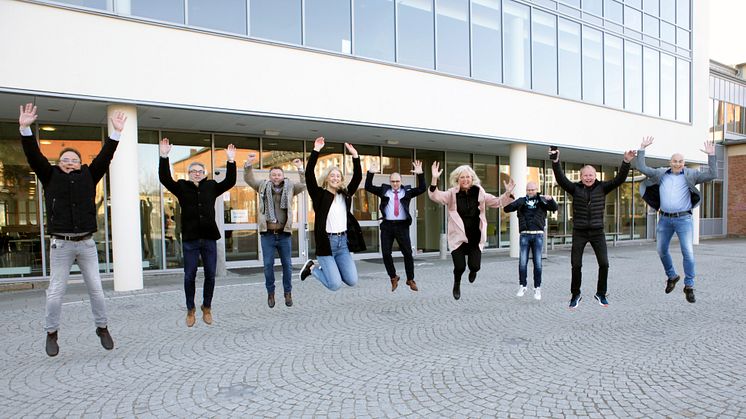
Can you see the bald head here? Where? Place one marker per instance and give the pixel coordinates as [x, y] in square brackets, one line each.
[531, 189]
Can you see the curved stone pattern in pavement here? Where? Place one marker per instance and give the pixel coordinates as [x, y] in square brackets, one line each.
[368, 352]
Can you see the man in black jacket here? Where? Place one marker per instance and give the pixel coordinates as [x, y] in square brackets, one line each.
[532, 213]
[198, 228]
[69, 195]
[396, 219]
[588, 204]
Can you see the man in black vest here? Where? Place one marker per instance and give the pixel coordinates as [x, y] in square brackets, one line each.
[588, 204]
[69, 195]
[396, 219]
[199, 231]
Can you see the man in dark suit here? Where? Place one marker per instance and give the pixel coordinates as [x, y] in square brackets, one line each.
[396, 219]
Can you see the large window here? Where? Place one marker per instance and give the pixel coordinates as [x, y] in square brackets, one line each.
[277, 20]
[415, 29]
[327, 25]
[613, 71]
[222, 15]
[632, 76]
[569, 59]
[544, 41]
[650, 81]
[486, 40]
[374, 29]
[516, 44]
[593, 66]
[453, 36]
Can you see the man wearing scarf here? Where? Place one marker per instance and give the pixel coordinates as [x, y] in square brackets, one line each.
[276, 222]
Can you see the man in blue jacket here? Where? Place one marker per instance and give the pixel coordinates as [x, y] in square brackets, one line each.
[673, 192]
[69, 195]
[532, 213]
[396, 219]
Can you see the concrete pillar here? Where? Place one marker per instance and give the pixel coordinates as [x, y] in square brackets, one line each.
[125, 204]
[519, 173]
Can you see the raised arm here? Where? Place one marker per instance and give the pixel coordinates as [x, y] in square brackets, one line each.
[357, 170]
[559, 174]
[39, 164]
[164, 167]
[230, 172]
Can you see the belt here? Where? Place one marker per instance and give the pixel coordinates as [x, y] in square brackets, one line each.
[71, 238]
[676, 214]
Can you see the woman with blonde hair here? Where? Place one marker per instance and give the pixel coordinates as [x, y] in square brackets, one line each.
[337, 232]
[467, 203]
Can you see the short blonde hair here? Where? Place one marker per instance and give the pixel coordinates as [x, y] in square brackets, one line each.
[322, 180]
[457, 172]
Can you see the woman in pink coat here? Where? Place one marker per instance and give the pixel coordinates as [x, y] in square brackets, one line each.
[466, 202]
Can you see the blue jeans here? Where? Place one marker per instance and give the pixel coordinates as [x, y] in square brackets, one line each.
[535, 244]
[684, 229]
[332, 270]
[193, 249]
[282, 242]
[62, 255]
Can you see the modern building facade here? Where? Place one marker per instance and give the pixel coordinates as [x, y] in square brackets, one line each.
[490, 83]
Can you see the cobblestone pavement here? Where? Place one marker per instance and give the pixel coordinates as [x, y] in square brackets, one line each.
[368, 352]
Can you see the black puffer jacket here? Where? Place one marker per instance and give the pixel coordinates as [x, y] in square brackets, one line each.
[589, 202]
[197, 202]
[532, 211]
[69, 197]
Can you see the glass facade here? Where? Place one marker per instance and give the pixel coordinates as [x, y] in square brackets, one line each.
[590, 50]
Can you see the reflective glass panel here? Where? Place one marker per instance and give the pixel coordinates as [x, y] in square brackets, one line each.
[166, 10]
[453, 36]
[593, 74]
[222, 15]
[683, 83]
[569, 59]
[650, 80]
[277, 20]
[668, 86]
[20, 223]
[632, 76]
[415, 43]
[544, 26]
[516, 44]
[327, 25]
[374, 29]
[486, 40]
[613, 71]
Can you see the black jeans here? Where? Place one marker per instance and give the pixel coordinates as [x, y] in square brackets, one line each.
[399, 231]
[460, 256]
[597, 239]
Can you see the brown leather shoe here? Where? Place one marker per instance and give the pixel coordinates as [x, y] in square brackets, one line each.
[206, 314]
[394, 283]
[412, 284]
[190, 318]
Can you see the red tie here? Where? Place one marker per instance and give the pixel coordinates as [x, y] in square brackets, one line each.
[396, 203]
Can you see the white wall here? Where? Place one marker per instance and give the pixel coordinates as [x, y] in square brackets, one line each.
[89, 55]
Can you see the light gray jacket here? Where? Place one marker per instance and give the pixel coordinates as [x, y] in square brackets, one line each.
[650, 187]
[248, 176]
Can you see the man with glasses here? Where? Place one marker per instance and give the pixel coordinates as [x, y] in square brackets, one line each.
[275, 196]
[69, 196]
[198, 228]
[532, 214]
[396, 219]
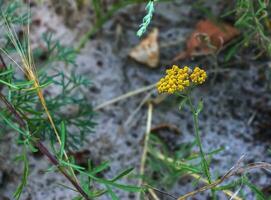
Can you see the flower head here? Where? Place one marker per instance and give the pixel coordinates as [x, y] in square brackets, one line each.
[178, 79]
[198, 76]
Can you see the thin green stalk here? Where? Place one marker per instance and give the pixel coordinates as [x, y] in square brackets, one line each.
[198, 141]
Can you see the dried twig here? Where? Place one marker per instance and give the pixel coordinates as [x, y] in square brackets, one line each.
[145, 148]
[125, 96]
[232, 172]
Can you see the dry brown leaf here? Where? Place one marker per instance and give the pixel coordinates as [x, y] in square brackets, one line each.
[208, 38]
[147, 51]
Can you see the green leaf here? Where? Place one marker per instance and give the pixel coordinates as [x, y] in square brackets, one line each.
[19, 190]
[100, 168]
[199, 107]
[259, 194]
[111, 193]
[182, 103]
[63, 139]
[122, 174]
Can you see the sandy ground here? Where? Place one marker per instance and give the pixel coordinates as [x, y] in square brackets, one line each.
[232, 97]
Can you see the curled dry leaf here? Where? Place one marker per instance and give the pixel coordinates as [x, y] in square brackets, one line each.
[208, 38]
[147, 51]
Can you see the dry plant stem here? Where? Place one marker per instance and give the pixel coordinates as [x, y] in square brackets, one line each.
[42, 148]
[198, 140]
[234, 171]
[196, 176]
[145, 148]
[153, 194]
[125, 96]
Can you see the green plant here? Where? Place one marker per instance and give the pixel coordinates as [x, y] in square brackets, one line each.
[252, 18]
[39, 117]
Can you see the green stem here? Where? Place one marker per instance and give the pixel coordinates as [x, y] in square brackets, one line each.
[199, 143]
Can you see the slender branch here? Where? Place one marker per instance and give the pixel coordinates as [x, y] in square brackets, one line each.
[198, 140]
[42, 148]
[145, 148]
[233, 171]
[3, 66]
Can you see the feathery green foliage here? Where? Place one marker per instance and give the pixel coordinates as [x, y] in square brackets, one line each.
[147, 19]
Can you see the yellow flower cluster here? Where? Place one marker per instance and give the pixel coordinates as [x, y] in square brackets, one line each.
[177, 79]
[198, 76]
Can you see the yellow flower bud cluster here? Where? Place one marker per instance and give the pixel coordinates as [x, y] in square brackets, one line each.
[177, 79]
[198, 76]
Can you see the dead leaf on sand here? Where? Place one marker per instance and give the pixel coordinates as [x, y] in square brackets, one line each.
[208, 38]
[147, 51]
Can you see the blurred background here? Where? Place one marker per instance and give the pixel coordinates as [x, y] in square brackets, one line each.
[228, 39]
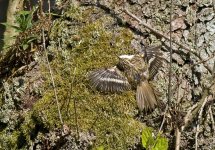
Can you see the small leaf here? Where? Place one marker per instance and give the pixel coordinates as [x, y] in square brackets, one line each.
[147, 138]
[100, 148]
[25, 46]
[161, 144]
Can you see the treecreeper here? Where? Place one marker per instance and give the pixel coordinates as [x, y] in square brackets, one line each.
[133, 72]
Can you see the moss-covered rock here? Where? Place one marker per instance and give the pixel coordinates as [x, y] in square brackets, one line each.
[80, 47]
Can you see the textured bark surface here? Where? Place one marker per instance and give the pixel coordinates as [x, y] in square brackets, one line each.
[89, 37]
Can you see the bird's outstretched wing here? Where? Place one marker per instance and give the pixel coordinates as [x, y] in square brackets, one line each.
[146, 96]
[109, 80]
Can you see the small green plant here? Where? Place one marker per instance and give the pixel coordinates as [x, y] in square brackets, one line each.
[150, 142]
[23, 20]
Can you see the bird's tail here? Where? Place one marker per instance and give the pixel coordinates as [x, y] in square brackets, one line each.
[146, 96]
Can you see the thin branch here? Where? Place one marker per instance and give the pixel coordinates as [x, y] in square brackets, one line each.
[170, 61]
[52, 79]
[212, 120]
[199, 121]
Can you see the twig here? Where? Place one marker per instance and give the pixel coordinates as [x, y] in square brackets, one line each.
[170, 61]
[52, 79]
[164, 118]
[177, 139]
[199, 121]
[212, 120]
[194, 110]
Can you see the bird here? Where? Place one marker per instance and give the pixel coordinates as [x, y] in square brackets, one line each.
[132, 72]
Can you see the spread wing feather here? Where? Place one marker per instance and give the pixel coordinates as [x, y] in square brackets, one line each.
[146, 98]
[109, 80]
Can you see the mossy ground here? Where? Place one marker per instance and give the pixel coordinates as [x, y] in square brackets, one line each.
[85, 47]
[81, 41]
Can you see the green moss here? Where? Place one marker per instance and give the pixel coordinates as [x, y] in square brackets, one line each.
[109, 116]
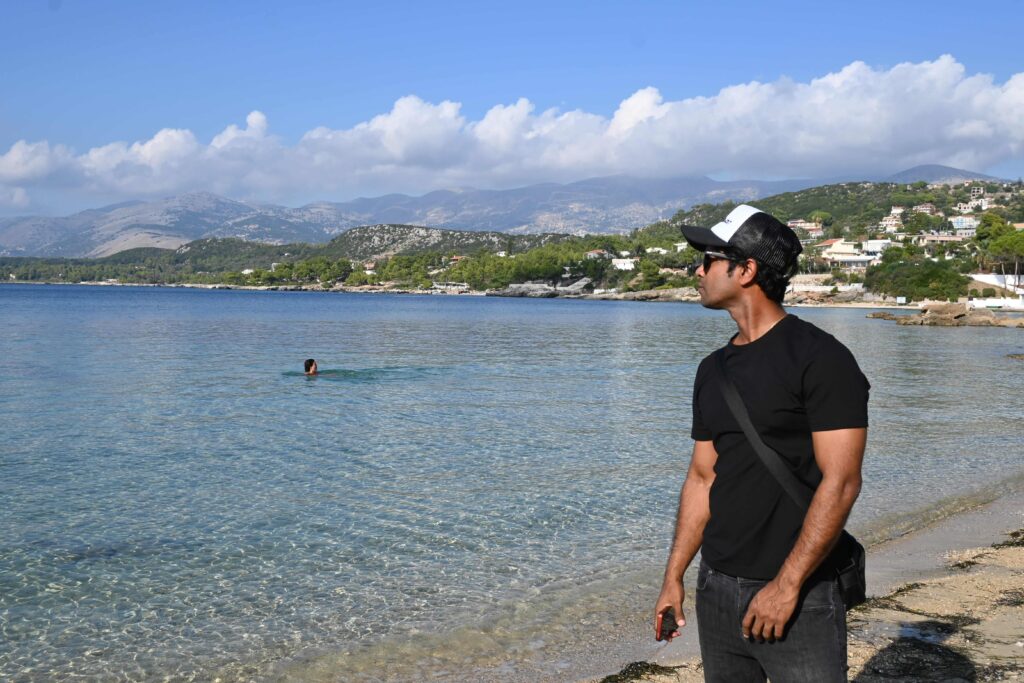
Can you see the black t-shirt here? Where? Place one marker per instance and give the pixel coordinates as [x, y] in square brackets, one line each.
[795, 380]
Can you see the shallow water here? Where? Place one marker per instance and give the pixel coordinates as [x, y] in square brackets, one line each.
[470, 479]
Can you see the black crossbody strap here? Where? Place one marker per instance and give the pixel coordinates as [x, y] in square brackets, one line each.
[798, 491]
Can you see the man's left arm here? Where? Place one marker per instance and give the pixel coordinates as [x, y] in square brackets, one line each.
[839, 454]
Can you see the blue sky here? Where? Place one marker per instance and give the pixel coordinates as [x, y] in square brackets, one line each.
[82, 76]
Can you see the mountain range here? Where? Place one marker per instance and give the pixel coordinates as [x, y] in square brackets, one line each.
[614, 204]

◆ **Task brief**
From the line that contains "Can you see the blue sky" down to the final line of the entries, print every line exactly as it is, and only those lines.

◆ **Answer to the problem**
Can you see the blue sky here? Where? Place one marker per instance and give the pixel coordinates as [x, y] in square brackets, one line each.
[82, 76]
Can you see the mountain range here? Where? Place one marker per instance and give the pixel coordinates as [x, y] in square brackets, one line each.
[614, 204]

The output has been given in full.